• **About this exercise**
Where the line with "In this exercise you will label the teal bowl" appears in the records below, start there and transcribe each line exactly through the last.

[Provided material — start]

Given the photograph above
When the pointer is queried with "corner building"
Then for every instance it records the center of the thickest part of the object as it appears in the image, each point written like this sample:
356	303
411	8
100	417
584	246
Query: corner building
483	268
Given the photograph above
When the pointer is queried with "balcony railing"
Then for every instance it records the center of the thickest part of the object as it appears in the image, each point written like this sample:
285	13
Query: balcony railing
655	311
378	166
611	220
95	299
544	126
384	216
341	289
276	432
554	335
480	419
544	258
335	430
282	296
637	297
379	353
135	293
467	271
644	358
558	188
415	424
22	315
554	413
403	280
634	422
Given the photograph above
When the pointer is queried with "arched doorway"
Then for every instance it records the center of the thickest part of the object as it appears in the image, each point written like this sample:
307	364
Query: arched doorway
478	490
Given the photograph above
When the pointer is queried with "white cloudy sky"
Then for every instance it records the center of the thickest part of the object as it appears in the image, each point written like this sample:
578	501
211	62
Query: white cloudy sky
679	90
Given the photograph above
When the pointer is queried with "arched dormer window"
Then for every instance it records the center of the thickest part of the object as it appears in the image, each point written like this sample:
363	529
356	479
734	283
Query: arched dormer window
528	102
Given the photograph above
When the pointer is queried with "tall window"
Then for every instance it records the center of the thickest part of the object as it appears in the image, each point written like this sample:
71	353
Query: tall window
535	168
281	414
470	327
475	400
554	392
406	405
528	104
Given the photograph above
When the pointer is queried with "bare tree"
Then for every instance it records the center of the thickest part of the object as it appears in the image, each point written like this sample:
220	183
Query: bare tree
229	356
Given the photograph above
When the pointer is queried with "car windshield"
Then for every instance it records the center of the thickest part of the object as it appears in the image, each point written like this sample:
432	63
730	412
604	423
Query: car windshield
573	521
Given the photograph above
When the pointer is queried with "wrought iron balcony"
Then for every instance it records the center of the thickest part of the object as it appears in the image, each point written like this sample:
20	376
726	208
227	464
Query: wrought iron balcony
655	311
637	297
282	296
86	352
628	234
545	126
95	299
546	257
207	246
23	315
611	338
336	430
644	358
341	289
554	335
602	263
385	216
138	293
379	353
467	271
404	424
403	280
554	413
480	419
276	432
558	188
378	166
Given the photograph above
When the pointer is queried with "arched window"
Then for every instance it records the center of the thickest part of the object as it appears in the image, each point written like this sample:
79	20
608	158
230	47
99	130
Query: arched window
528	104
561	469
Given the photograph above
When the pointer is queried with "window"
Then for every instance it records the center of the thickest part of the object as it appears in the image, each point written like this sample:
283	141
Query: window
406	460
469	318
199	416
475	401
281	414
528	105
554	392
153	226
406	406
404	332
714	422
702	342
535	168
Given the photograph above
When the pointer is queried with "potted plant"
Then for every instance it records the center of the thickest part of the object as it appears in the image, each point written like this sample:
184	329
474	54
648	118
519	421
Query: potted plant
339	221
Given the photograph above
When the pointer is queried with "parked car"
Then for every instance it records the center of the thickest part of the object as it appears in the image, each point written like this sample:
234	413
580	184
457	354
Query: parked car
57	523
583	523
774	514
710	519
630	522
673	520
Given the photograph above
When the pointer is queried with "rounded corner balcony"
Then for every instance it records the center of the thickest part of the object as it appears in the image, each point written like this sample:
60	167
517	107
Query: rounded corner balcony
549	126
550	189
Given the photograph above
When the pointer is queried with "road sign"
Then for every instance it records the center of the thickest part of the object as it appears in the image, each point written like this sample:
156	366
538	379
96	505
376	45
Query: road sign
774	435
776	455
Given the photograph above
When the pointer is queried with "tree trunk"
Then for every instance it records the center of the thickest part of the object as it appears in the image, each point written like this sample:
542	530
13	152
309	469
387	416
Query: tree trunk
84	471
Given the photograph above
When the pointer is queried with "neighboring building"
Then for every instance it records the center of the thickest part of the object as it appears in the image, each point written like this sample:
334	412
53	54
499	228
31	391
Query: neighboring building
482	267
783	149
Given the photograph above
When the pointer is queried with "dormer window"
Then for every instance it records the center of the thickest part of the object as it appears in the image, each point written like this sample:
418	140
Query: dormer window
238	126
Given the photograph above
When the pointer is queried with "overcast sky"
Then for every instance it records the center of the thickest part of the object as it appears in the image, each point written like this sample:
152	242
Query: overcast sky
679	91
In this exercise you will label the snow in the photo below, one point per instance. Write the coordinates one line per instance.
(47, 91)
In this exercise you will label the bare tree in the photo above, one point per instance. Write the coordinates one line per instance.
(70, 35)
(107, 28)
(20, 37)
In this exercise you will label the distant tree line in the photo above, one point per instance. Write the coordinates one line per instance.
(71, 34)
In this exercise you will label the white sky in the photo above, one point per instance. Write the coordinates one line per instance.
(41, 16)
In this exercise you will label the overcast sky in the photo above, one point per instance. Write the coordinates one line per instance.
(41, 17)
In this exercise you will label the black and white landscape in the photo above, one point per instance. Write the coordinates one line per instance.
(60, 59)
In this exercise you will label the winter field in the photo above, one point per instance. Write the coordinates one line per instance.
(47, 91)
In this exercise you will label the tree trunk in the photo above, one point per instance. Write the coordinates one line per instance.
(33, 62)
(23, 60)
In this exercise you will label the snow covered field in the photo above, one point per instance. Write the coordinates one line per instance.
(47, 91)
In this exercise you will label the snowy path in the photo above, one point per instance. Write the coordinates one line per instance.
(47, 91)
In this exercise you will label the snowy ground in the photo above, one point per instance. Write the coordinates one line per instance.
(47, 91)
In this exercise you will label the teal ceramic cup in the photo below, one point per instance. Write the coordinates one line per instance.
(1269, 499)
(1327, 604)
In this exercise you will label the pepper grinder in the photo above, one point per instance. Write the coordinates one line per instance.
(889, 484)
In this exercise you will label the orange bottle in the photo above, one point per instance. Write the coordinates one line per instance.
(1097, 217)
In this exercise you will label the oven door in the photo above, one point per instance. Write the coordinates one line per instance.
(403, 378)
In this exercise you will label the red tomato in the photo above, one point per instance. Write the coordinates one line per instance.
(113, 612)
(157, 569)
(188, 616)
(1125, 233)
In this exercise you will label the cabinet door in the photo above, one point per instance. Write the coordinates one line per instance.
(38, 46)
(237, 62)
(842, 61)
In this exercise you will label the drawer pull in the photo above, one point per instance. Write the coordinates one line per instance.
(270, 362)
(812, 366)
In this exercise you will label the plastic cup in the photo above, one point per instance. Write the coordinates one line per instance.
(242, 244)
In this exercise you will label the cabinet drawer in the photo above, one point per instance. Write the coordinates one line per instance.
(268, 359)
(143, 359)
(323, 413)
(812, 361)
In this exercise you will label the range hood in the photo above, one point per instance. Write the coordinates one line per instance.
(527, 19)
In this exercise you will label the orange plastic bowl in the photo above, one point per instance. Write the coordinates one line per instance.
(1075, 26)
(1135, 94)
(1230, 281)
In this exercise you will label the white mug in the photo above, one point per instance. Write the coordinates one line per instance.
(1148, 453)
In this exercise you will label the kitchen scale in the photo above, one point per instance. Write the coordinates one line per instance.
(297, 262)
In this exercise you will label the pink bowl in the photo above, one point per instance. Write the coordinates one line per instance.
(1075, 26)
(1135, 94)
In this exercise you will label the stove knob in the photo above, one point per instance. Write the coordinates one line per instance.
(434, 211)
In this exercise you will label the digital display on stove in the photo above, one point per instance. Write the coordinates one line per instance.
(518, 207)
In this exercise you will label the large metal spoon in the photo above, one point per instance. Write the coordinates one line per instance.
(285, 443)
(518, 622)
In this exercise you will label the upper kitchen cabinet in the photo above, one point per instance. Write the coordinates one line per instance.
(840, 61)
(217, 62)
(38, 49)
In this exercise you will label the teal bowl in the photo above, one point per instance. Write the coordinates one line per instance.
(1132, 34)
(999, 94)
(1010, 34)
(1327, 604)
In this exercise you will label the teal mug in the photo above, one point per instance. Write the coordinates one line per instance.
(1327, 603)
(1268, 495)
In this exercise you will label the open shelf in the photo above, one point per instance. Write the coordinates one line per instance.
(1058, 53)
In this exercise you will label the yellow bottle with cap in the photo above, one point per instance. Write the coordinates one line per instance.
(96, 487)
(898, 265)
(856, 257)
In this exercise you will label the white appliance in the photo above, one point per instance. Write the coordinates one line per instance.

[Provided material — finish]

• **Response area**
In this exercise you will label the teal bowl in the photo above, one point per instance. Write the coordinates one line per instance.
(1132, 34)
(999, 94)
(1010, 34)
(1327, 604)
In this exercise you will label the teal mug in the photo above, one point per instance. Write the coordinates one line per instance.
(1327, 603)
(1268, 495)
In this exercise you will label the open shelf in the photo above, one point per instance. Write the coordinates one line per instance.
(1058, 53)
In this exercise you will label the yellow bottle with cap in the photo above, one point per instance. Write the coordinates one line per instance.
(96, 487)
(898, 265)
(856, 257)
In this exercise you will label the white appliance in the photo above, one point per instance. Write the coordinates one line per instance.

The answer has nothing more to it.